• **Problems to solve**:
1 – In the excerpt on Pakistan's counterterrorism, what should be established to strengthen the criminal procedure?
2 – Continue the excerpt on Pakistan's counterterrorism from where it ends.

• **Page excerpt**:

= Beginning of Section =

Undoubtedly, Pakistan suffers from structural problems, political manipulation, a lack of training and the lack of an effective responsive mechanism in law enforcement agencies and judiciary, which hinders the productivity and efficiency of existing counterterrorism strategies. Pakistan therefore needs to immediately introduce structural reforms in judiciary and law enforcement agencies.

From the above discussion, it is apparent that Pakistan needs to strengthen the management and coordination between the provincial and federal set up and that can be possible by strengthening the NACTA. Moreover, capacity building of the judiciary is needed urgently as due to the religious aspect of the terrorist activities in Pakistan, the judiciary has found itself in a fix while deciding on cases and, consequently, it is important to train the judges to deal with such sensitive cases. Additionally, it is important to provide the judiciary with explanatory notes and clear policy guidelines in order to avoid ambiguities attached with provisions of the Act. It is also paramount to keep a check and balance on the multiple or confusing interpretations by the judges. Moreover, to strengthen the criminal procedure a special cadre of investigators needs to be established: this will help to avoid any disparity and lacunas in the procedure of investigation. As always viewed as a safe haven for terrorists, Pakistan requires a comprehensive plan to counter the menace of terrorism. It is recommended that the policy should not only target terrorist activities but also should lay out a strategy to deal with the rising trend of radicalism, which is one of the basic root causes of terrorism.

= End of Section =

• **Excerpted records**:
= Beginning of Section =

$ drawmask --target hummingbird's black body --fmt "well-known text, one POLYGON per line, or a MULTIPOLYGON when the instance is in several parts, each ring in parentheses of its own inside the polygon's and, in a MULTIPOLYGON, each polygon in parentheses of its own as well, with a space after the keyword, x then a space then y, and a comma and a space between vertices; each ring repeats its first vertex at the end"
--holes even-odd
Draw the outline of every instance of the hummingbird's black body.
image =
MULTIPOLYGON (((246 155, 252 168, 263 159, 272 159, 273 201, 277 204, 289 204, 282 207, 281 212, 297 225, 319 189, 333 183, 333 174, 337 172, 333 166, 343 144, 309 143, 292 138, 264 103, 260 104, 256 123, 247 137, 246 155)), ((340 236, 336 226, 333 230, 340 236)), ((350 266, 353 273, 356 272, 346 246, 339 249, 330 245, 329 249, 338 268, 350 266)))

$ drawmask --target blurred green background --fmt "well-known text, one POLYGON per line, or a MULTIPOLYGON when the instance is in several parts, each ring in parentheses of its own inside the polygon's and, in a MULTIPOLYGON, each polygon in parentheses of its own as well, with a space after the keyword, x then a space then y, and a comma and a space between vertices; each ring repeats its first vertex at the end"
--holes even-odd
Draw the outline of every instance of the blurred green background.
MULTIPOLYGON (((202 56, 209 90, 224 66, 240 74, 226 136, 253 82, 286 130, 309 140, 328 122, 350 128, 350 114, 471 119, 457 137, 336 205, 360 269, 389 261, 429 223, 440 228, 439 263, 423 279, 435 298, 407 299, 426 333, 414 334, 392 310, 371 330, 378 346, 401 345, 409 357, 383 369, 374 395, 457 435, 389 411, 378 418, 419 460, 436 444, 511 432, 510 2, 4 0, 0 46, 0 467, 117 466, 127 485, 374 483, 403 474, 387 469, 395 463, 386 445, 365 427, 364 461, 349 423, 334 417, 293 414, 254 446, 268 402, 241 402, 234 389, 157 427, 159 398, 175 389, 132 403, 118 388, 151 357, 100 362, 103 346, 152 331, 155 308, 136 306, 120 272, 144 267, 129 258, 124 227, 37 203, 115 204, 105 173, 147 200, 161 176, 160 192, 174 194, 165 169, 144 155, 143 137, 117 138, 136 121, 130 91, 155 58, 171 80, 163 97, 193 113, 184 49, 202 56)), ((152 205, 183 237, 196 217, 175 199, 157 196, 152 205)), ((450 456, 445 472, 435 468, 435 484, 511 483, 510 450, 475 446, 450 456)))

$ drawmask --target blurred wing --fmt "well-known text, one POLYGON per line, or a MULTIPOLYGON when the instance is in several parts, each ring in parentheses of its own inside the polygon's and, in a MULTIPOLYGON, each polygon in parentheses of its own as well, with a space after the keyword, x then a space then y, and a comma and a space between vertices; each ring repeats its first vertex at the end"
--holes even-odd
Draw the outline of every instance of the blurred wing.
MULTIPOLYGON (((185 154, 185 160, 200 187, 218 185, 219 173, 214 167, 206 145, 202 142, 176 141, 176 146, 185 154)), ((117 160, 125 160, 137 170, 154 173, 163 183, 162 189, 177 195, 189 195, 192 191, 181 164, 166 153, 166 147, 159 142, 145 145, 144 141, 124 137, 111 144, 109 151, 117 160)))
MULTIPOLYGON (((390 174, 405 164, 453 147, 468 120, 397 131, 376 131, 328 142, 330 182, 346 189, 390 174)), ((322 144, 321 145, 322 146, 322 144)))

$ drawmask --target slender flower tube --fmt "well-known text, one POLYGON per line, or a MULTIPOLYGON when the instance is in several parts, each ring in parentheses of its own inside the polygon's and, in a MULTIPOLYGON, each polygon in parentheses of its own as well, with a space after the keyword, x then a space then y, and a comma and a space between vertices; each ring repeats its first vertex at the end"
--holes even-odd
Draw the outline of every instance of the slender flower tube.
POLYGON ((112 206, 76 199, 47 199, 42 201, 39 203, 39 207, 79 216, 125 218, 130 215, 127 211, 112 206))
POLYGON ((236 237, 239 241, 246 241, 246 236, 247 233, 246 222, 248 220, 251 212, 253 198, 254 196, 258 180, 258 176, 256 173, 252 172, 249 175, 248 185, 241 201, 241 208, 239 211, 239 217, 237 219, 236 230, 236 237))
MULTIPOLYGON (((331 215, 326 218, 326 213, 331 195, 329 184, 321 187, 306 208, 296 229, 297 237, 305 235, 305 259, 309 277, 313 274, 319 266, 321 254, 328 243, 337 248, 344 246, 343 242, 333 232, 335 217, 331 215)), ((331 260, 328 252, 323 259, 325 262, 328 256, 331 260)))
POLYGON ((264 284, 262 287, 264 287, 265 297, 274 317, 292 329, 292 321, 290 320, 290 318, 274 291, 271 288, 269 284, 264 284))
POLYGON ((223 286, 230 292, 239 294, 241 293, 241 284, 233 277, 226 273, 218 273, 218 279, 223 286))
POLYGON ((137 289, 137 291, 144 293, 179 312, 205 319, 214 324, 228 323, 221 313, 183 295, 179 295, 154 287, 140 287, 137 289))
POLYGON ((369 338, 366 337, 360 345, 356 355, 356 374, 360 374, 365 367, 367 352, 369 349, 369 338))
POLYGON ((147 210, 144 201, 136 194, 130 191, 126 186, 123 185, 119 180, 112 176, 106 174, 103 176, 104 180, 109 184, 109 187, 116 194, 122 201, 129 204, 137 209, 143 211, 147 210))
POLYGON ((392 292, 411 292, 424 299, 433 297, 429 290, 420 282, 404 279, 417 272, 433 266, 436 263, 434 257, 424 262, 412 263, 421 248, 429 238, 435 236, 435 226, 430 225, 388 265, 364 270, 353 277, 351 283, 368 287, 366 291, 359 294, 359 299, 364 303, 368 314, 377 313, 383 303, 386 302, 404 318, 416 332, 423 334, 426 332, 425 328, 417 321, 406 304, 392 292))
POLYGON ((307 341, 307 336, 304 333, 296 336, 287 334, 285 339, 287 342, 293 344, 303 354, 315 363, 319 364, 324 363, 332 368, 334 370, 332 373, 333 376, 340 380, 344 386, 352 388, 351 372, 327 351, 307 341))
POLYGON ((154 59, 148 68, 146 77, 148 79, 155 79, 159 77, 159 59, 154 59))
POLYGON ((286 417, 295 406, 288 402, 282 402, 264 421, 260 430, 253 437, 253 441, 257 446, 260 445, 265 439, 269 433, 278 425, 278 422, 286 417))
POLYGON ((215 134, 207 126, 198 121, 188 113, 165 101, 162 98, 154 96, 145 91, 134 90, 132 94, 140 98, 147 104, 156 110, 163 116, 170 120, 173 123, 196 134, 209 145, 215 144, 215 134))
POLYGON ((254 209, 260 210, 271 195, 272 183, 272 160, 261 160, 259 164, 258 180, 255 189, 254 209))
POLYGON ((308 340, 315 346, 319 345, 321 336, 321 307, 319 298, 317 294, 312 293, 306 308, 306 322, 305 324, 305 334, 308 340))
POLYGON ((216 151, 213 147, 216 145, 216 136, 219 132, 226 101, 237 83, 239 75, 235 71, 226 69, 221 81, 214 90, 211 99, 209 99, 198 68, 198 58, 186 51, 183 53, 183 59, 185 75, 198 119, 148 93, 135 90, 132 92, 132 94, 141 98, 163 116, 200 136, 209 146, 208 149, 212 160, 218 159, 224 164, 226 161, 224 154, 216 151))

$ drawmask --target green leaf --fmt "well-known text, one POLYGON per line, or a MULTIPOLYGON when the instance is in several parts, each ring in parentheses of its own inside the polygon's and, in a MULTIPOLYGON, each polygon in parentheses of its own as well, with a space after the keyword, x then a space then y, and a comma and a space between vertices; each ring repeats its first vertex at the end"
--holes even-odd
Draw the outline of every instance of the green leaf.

= End of Section =

• **Answer list**:
1 – A special cadre of investigators.

2 –
Furthermore, Pakistan should draft counterterrorism policies while keeping in mind the size and scale of the acts, duration of conflicts, means and methods of uses, deployment of resources etc. to distinguish terrorist acts in peacetime than the anti-state terrorist acts. This distinction is necessary for effective procedural purposes and also to make the counterterrorism regime stronger and more effective. Additionally, it is recommended that Pakistan should consider the “Regulations of Investigatory Powers Act 2000 (RIPA) in the United Kingdom” (The Stationery Office Limited, UK, 2000a, 2000b) and “Foreign Surveillance Act of 1978 (FISA) in the United States of America” as model laws to draft its future policies. Through such legislation, Pakistan will be able to use modern techniques of interception of communication to deter terrorist acts. Furthermore, to make its criminal justice system more responsive towards the counterterrorism regime, Pakistan needs to make a shift from traditional testimony of witnesses and to incorporate other technological evidence which is already supported by the Qanoon-e-Shahadat Article 164 of Pakistan (QSA) (Law & Justice Commission of Pakistan, 2021). Nevertheless, with the already mentioned recommendations, innovative prosecution techniques need to be encouraged and employed.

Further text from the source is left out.